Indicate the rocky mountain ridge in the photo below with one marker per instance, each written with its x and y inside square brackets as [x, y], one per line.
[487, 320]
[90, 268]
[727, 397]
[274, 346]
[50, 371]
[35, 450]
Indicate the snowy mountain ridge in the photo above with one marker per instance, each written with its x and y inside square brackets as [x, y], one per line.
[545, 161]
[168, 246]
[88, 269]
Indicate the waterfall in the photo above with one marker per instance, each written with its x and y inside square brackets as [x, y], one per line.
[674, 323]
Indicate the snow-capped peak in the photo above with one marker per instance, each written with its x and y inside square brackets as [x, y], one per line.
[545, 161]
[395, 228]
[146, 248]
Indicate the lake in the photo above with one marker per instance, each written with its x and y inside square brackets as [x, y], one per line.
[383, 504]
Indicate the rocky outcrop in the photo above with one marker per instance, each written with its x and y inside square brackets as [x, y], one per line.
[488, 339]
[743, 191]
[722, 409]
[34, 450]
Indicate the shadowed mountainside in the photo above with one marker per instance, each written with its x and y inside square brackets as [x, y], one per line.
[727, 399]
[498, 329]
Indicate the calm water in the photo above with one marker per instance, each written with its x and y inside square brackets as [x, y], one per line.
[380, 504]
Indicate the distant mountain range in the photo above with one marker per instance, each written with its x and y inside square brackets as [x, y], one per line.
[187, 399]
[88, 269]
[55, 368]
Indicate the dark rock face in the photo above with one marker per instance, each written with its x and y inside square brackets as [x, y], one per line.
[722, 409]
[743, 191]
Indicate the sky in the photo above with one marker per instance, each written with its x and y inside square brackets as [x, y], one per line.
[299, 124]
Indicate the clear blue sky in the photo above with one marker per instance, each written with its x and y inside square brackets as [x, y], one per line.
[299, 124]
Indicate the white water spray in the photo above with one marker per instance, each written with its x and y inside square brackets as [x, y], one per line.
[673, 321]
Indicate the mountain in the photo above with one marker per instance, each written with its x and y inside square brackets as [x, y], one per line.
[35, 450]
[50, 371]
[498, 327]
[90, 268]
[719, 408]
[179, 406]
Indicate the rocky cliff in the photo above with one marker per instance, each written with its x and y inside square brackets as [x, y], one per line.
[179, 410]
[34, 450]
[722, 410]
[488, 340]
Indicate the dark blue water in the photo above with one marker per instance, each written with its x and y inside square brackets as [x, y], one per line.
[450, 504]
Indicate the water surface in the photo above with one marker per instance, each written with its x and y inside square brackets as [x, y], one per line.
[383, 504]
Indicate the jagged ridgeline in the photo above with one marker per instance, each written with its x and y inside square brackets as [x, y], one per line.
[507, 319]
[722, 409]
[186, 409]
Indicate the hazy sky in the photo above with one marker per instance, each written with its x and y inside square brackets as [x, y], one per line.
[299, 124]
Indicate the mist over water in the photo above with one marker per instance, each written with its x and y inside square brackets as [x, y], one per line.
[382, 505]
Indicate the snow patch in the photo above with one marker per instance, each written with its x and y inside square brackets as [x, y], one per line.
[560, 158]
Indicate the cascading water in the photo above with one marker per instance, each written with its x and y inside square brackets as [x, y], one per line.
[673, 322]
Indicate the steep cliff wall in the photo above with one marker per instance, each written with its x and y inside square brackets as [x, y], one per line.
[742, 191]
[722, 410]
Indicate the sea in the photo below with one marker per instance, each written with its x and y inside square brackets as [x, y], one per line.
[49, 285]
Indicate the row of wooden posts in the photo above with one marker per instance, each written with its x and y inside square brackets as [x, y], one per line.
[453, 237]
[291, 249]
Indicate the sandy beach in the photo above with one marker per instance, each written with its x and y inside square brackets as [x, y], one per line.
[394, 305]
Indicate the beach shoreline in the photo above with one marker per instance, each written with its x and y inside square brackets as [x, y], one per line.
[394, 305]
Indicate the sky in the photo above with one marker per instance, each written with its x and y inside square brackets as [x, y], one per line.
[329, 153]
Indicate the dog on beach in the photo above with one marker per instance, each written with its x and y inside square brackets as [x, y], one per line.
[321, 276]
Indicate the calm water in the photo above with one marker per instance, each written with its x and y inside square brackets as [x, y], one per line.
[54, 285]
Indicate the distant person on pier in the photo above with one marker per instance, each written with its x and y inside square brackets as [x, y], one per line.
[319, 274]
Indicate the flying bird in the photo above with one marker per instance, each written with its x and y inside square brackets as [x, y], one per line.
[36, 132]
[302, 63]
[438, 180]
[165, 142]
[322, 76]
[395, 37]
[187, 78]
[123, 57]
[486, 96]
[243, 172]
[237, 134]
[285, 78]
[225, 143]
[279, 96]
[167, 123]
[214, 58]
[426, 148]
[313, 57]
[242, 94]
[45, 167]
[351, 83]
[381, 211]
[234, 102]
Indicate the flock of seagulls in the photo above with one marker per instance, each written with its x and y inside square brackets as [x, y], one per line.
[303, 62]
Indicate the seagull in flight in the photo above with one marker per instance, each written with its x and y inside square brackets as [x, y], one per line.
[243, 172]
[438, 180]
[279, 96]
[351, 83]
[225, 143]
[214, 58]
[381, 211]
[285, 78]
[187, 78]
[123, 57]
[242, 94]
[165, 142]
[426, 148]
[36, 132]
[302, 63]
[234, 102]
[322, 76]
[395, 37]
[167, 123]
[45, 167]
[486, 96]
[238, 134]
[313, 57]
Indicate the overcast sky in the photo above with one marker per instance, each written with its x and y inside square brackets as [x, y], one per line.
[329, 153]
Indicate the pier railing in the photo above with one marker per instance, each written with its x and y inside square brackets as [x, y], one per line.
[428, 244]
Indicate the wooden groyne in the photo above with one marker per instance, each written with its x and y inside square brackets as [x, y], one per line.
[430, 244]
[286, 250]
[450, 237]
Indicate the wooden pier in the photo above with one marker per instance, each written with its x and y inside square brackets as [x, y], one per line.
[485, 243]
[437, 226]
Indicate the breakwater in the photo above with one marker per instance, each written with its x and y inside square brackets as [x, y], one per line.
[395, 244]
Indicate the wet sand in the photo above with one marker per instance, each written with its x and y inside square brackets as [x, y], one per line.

### [WHAT TO DO]
Repeat, exactly and in full, the records shown above.

### [THE COMPLETED TASK]
Indicate the rocky mountain ridge in the photo below with one marker per instance, each written with its x and y inside square brackets as [x, y], one per line.
[487, 320]
[90, 268]
[727, 397]
[274, 346]
[50, 371]
[35, 450]
Indicate the snowy mountain ridge in the photo above with one marker per instance, each written with its x and y inside square brackets as [x, y], one per line.
[545, 161]
[168, 246]
[88, 269]
Indicate the waterfall in the photo above with one marker per instance, each written with its x and y inside square brackets as [x, y], one per line.
[674, 323]
Indicate the snow-capped peak in the photo above with one marker per instance, each written with its x and y inside square brackets as [x, y], one per line.
[545, 161]
[395, 228]
[146, 248]
Indicate the lake in the photo above with one marker per instance, each written with its x and y inside square brackets as [x, y], one per line.
[383, 504]
Indicate the rocky outcrop in the photo above with one marker per instance, each written with its x and y inside square brackets as [x, y], one per line.
[488, 339]
[743, 191]
[722, 409]
[34, 450]
Indicate the shadowed mountainside in the photo above with one marker per instance, each written with its x and y inside square brackets as [x, y], one per line.
[727, 399]
[498, 329]
Indicate the calm water in the photo above with one marker per instance, each written with its x and y inside square brackets as [x, y], one per line.
[380, 504]
Indicate the distant mountain range in the photo above with one marker per instance, each written with its x and y inside square brackets as [x, y], one per line.
[187, 399]
[88, 269]
[55, 368]
Indicate the dark rock face in the photo above with one marker per instance, each written with its x and y inside square brackets as [x, y], one per line.
[722, 409]
[743, 191]
Indicate the sky in the photo above with one marker per instance, each written with its x and y inside square brackets as [x, y], one per line.
[299, 124]
Indicate the clear blue sky in the photo above with one marker per instance, each written with its x and y inside square brackets as [x, y], one per line.
[299, 124]
Indicate the white water spray in the photo above with one marker per instance, each written with its x and y inside square brackets as [x, y], one per line.
[673, 321]
Indicate the mountain in the photo above with one marker per instance, each written with its x and y inside square brackets as [x, y], one per line.
[35, 450]
[50, 371]
[498, 327]
[90, 268]
[719, 408]
[179, 406]
Indicate the rocky cliff in the photo above with one marker per instance, each written with its x and y inside square brackets as [x, y], one per line.
[179, 410]
[34, 450]
[722, 410]
[488, 340]
Indicate the dark blue water in the photo above with one marker per instance, each written with its x and y inside square brackets as [x, y], one per line.
[450, 504]
Indicate the water surface in the photo above with one marker per instance, each written with its x and y inside square brackets as [x, y], one per line.
[383, 504]
Indicate the jagged ridgeline in the photo above with one marker per instance, each written with its x and y inside square brackets as [x, y], one per line.
[507, 319]
[722, 409]
[186, 409]
Indicate the hazy sky in the photo above with one marker per instance, each written with its x and y inside square brackets as [x, y], one per line.
[299, 124]
Indicate the mist over water in the photo above with one marker per instance, each written with its x and y inside square brackets as [x, y], one per line.
[382, 505]
Indicate the snow patch in the photo above with one marker per instance, each written with its x and y inside square brackets as [x, y], one per line.
[560, 158]
Indicate the cascading water in the photo above with one marker per instance, each written with its x and y inside square brackets as [x, y], one per line.
[673, 322]
Indicate the steep cliff wall in the photo above with one marker per instance, each written with its x and y inside square brackets as [x, y], one per line.
[742, 191]
[722, 410]
Indicate the sea in the photo below with one marker per instance, each written with its x and y inside square brackets as [x, y], one per line.
[49, 285]
Indicate the row of wooden posts in the photo above with one marker per instance, each written with its x and y inside square brackets as [x, y], one per line.
[453, 237]
[291, 249]
Indicate the sandy beach in the photo above with one marker per instance, each written with its x and y inside square brackets as [x, y], one per line.
[394, 305]
Indicate the beach shoreline in the photo above with one marker per instance, each written with its x and y inside square brackets as [x, y], one per line.
[394, 305]
Indicate the sky in the photo above with one marker per instance, each written with its x and y inside square brackets as [x, y], one per line.
[329, 153]
Indicate the dog on beach in the photo above with one marker per instance, each written with its x and y inside square brackets as [x, y], one per line.
[321, 276]
Indicate the calm water in the photo above with one marker per instance, each written with its x and y inside square brackets as [x, y], one per line.
[54, 285]
Indicate the distant person on pier in the photo above with one marker per instance, each written with its x and y inside square brackets as [x, y], one per line.
[319, 274]
Indicate the flying bird in the photo above with one marker per instance, each written with its x and y inside square brackets as [x, y], one per line.
[36, 132]
[302, 63]
[438, 180]
[165, 142]
[322, 76]
[395, 37]
[187, 78]
[123, 57]
[486, 96]
[243, 172]
[237, 134]
[285, 78]
[225, 143]
[279, 96]
[167, 123]
[214, 58]
[426, 148]
[313, 57]
[242, 94]
[45, 167]
[351, 83]
[381, 211]
[234, 102]
Indicate the flock of seagulls in the photo above with one marker per instance, each written with its x and y inside square brackets as [x, y], one per line.
[303, 62]
Indicate the seagull in flight in the photo above with one marker per instance, each written with its x and y inside square brackets as [x, y], one per line.
[243, 172]
[438, 180]
[279, 96]
[351, 83]
[225, 143]
[214, 58]
[381, 211]
[285, 78]
[187, 78]
[123, 57]
[242, 94]
[165, 142]
[426, 148]
[36, 132]
[302, 63]
[234, 102]
[322, 76]
[395, 37]
[167, 123]
[45, 167]
[486, 96]
[238, 134]
[313, 57]
Indicate the overcast sky in the photo above with one marker per instance, each written with its x and y inside square brackets as [x, y], one per line.
[329, 153]
Indicate the pier railing in the photo above with one marker per instance, each written with its x and y inside square brackets as [x, y], one per line.
[428, 244]
Indicate the wooden groyne in the photo above with one marker per instance, each written with its x and y inside square brackets as [x, y], one per line.
[430, 244]
[286, 250]
[450, 237]
Indicate the wooden pier in the photo above with one marker per instance, each written with its x and y inside square brackets as [x, y], one per line.
[485, 243]
[437, 226]
Indicate the breakwater in the photo above with one marker per instance, each written with its x and y inside square brackets as [x, y], one per line.
[395, 244]
Indicate the wet sand in the photo above with one marker per instance, each written with its x and y inside square brackets as [x, y], one per line.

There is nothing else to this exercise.